:: Text segment ::
I don’t ever remember her reprimanding us. I don’t ever remember getting in trouble or being shushed. I do remember her eyes brimming with tears when she told us how much Jesus loved us—how much she couldn’t even tell us because His love is bigger than words.

This is the mental place I am returning to in honor of Mothering Sunday today: a church mother, a Primary teacher, who helped to ignite the first flames of faith in my heart for a Savior that loves bigger than words. Even today, this is what helps me the most as I navigate complicated questions of my faith. In the end, regardless of questions, doubts, and fears, the only thing that matters to me is that Something exists whose love is bigger than words.

Where are the places and who are the people that you would “clip the church” with today, if you could?


The hymn today is a children’s song that, while it focuses more on Mother’s Day than Mothering Sunday, is a lovely little song that celebrates gratitude and helps me to imagine these children hundreds of years ago as they gather wildflowers for their mothers on their way to church during Lent.
mormon_lectionary-100x100px-rgbaMormon Lectionary Project

Mothering Sunday (4th Sunday of Lent)
:::
:: Raw data ::
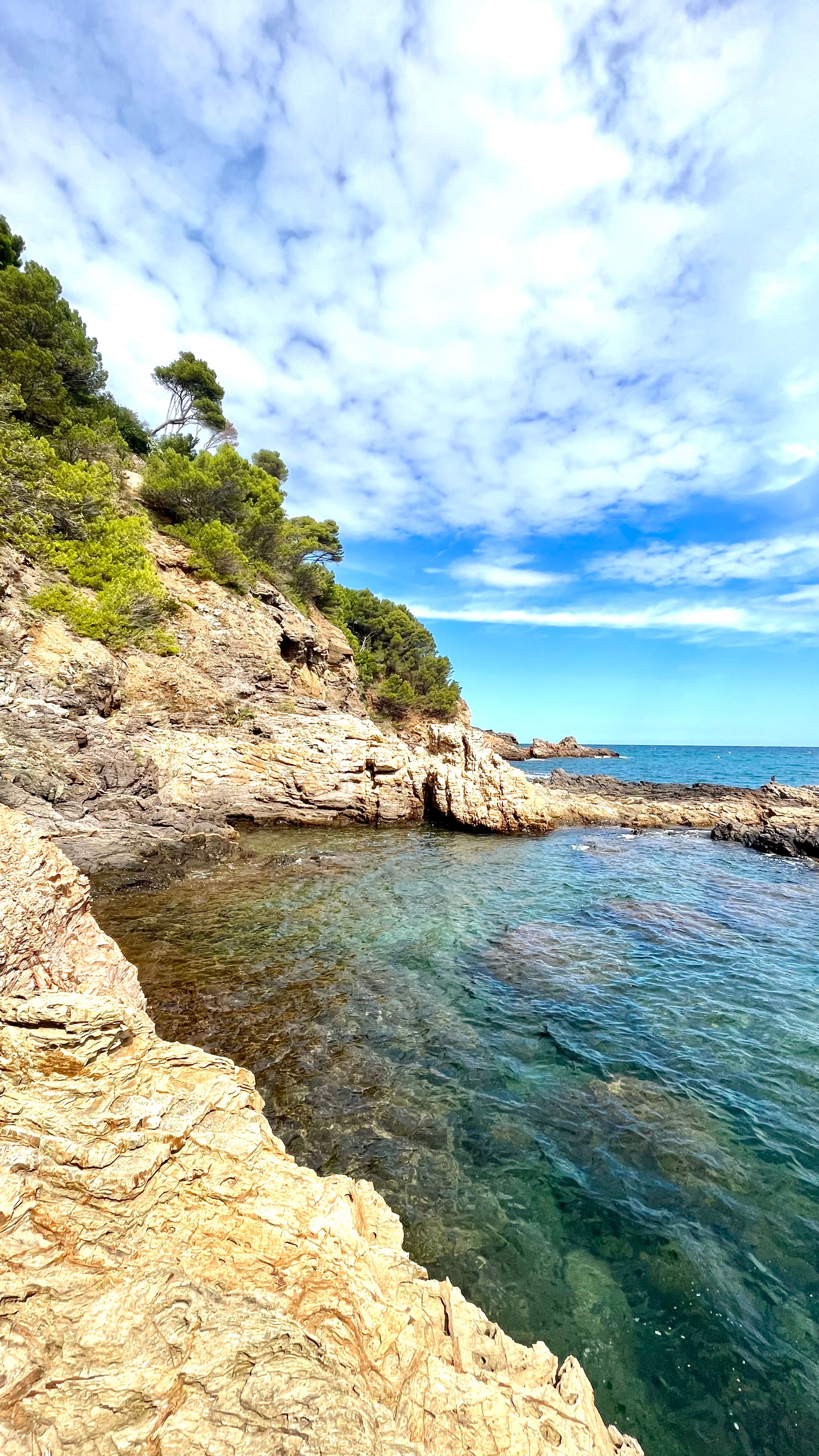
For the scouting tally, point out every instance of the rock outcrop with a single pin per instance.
(567, 749)
(138, 764)
(506, 746)
(774, 819)
(172, 1282)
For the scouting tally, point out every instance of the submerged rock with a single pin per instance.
(174, 1282)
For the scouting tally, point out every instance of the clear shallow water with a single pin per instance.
(664, 764)
(583, 1069)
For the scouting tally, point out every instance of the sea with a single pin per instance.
(668, 764)
(582, 1068)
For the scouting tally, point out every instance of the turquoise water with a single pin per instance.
(746, 768)
(583, 1069)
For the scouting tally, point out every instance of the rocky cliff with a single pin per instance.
(138, 764)
(171, 1282)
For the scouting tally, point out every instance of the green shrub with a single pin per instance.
(65, 516)
(395, 656)
(216, 554)
(126, 611)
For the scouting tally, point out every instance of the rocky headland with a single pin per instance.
(508, 748)
(174, 1282)
(567, 749)
(139, 765)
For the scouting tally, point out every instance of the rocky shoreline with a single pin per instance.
(508, 748)
(174, 1282)
(139, 765)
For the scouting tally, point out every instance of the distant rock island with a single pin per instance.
(508, 748)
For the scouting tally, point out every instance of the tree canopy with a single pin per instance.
(65, 443)
(395, 656)
(196, 400)
(12, 247)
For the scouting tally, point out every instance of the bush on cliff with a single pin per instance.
(65, 516)
(395, 656)
(47, 353)
(65, 445)
(231, 513)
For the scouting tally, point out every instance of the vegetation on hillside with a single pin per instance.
(65, 449)
(395, 656)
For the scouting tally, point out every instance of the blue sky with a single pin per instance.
(525, 292)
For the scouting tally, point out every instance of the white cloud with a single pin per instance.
(505, 574)
(659, 564)
(773, 618)
(499, 266)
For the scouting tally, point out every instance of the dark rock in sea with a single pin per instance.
(791, 841)
(567, 749)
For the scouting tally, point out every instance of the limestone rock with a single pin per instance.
(506, 745)
(48, 937)
(172, 1282)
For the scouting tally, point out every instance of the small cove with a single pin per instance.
(583, 1069)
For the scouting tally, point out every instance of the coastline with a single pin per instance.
(151, 1212)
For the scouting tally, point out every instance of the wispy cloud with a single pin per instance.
(506, 573)
(773, 618)
(496, 266)
(661, 564)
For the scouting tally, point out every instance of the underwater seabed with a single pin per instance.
(583, 1069)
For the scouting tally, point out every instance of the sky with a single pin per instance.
(525, 292)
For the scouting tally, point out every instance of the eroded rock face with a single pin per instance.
(506, 746)
(171, 1282)
(48, 937)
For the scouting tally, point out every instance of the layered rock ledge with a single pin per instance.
(172, 1282)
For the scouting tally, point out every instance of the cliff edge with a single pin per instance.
(172, 1282)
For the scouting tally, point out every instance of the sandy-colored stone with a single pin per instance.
(48, 937)
(172, 1282)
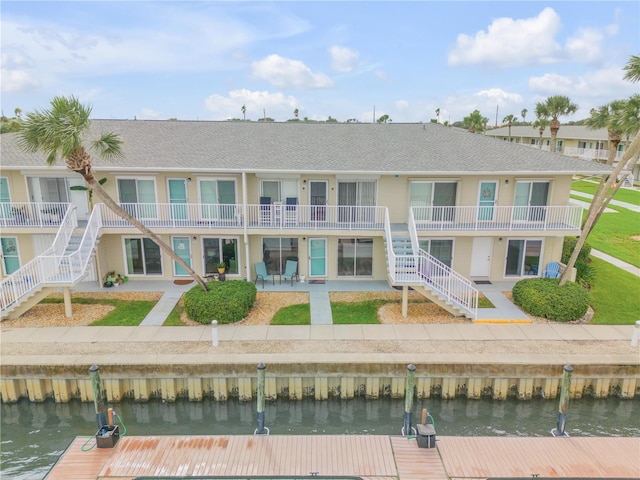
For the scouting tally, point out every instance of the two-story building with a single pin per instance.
(420, 205)
(573, 140)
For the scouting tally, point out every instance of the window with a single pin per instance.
(279, 190)
(276, 252)
(143, 257)
(218, 198)
(10, 257)
(523, 258)
(353, 198)
(138, 197)
(435, 201)
(438, 248)
(218, 250)
(355, 257)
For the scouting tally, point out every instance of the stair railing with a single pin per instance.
(435, 275)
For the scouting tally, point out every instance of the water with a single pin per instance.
(34, 435)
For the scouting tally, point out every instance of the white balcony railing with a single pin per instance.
(498, 218)
(253, 216)
(32, 214)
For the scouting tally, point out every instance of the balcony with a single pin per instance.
(272, 216)
(566, 219)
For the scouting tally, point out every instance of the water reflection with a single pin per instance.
(34, 435)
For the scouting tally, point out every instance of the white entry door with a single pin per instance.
(481, 257)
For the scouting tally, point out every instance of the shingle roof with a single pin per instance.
(568, 132)
(303, 147)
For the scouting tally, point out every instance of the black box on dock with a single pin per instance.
(107, 436)
(426, 435)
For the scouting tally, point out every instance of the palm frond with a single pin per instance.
(109, 145)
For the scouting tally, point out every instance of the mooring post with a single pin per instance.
(261, 428)
(214, 333)
(636, 335)
(409, 392)
(98, 400)
(564, 400)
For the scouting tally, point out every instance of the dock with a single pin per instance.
(369, 457)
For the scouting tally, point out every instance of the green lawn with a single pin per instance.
(615, 295)
(623, 195)
(613, 234)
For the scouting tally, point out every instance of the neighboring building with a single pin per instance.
(419, 205)
(573, 140)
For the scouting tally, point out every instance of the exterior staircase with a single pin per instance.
(408, 265)
(64, 264)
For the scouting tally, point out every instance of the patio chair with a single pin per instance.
(290, 271)
(261, 273)
(552, 270)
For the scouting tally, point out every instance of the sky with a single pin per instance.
(346, 60)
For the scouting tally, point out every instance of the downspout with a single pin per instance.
(247, 263)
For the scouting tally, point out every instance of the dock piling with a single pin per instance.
(99, 401)
(260, 400)
(409, 392)
(564, 401)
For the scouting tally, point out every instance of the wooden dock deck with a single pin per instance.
(371, 457)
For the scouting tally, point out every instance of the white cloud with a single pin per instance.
(343, 59)
(510, 42)
(275, 105)
(285, 72)
(16, 81)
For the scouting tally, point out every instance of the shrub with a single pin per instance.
(569, 246)
(544, 297)
(227, 302)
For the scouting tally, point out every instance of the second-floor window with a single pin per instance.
(433, 201)
(139, 196)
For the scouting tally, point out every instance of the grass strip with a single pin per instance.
(614, 295)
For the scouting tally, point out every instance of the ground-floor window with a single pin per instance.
(218, 250)
(442, 249)
(10, 257)
(276, 252)
(523, 257)
(355, 257)
(143, 257)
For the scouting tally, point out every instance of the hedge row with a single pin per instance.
(226, 302)
(544, 297)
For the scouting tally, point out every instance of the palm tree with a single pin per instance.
(629, 120)
(509, 119)
(475, 122)
(554, 107)
(632, 69)
(605, 117)
(58, 132)
(541, 123)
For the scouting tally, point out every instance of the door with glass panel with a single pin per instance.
(178, 198)
(530, 202)
(317, 257)
(487, 201)
(218, 198)
(318, 200)
(182, 246)
(138, 197)
(356, 201)
(523, 257)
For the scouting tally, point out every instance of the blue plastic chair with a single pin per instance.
(552, 270)
(290, 271)
(261, 273)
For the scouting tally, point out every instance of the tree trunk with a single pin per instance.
(597, 206)
(121, 212)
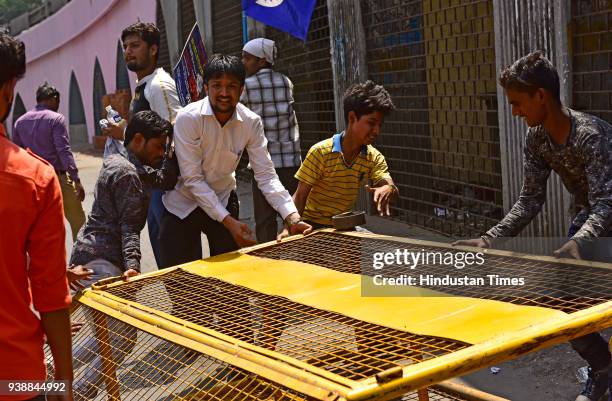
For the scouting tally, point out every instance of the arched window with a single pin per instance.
(123, 79)
(99, 91)
(18, 110)
(76, 114)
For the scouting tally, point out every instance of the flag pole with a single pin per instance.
(245, 29)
:::
**Work to do**
- a) In the Mothering Sunday passage, what happened to the teacher's eyes when she told the children how much Jesus loved them?
- b) Retype the Mothering Sunday passage from "Where are the" up to and including "church during Lent.".
- c) Write what comes next in the Mothering Sunday passage, starting after its final line.

**Written answers**
- a) Her eyes brimmed with tears.

- b)
Where are the places and who are the people that you would “clip the church” with today, if you could?


The hymn today is a children’s song that, while it focuses more on Mother’s Day than Mothering Sunday, is a lovely little song that celebrates gratitude and helps me to imagine these children hundreds of years ago as they gather wildflowers for their mothers on their way to church during Lent.

- c)
Psalms 42:4; Isaiah 49:15Isaiah 66:13; Matthew 23:37; 1 Thessalonians 2:7Alma 9:9–11Alma 29:10;

The Collect: We are grateful for knowing Thee, and for the places where we were first taught to feel Thy Divine Spirit. We are grateful for the mothers, fathers, grandparents, neighbors, friends, children, siblings, teachers, and companions who have taught us and shown us different aspects of Thee and Thy Great Plan. Please guide us in our appreciation for sacred spaces. Please secure our earliest memories of Divine Light and Truth, that we may never forget, but that we may have these memories brought to our remembrance. Bless us to learn fresh what we partook of long ago, that we may recall the people and places that set the stage for when our testimonies first sprouted, our covenants were first made, and when we were first introduced to Thee and the perfect example of Christ, Amen.

Comments

  1. Jason K. says:

    How beautiful. I especially love the idea of clipping the church. Honestly these days it sometimes feels like the Church just needs a big hug.

  2. Mary Lou says:

    Maybe it was Wolsey. A good SLC name. I can picture the neighborhood because I grew up near there. I think I will take some time to write down memories of church when I was young. Hugs for the old days!

  3. I clip with Hal Anderson, who drove us boys to the Bishops Storehouse in his Pontiac Grand Am with the stereo up playing Earth Wind and Fire. You could serve God and your fellow man and still be cool. Thanks Hal, wherever you are.

  4. ShawnH, that story is fabulous. Earth Wind and Fire!

    I agree that this would be a nice to give the Church a big hug. I bet we would all feel the Church hug us back in gratitude, too.

  5. How lovely. I never knew this about Mothering Sunday.

  6. Josh Burghandy says:

    Excellent. Thank you.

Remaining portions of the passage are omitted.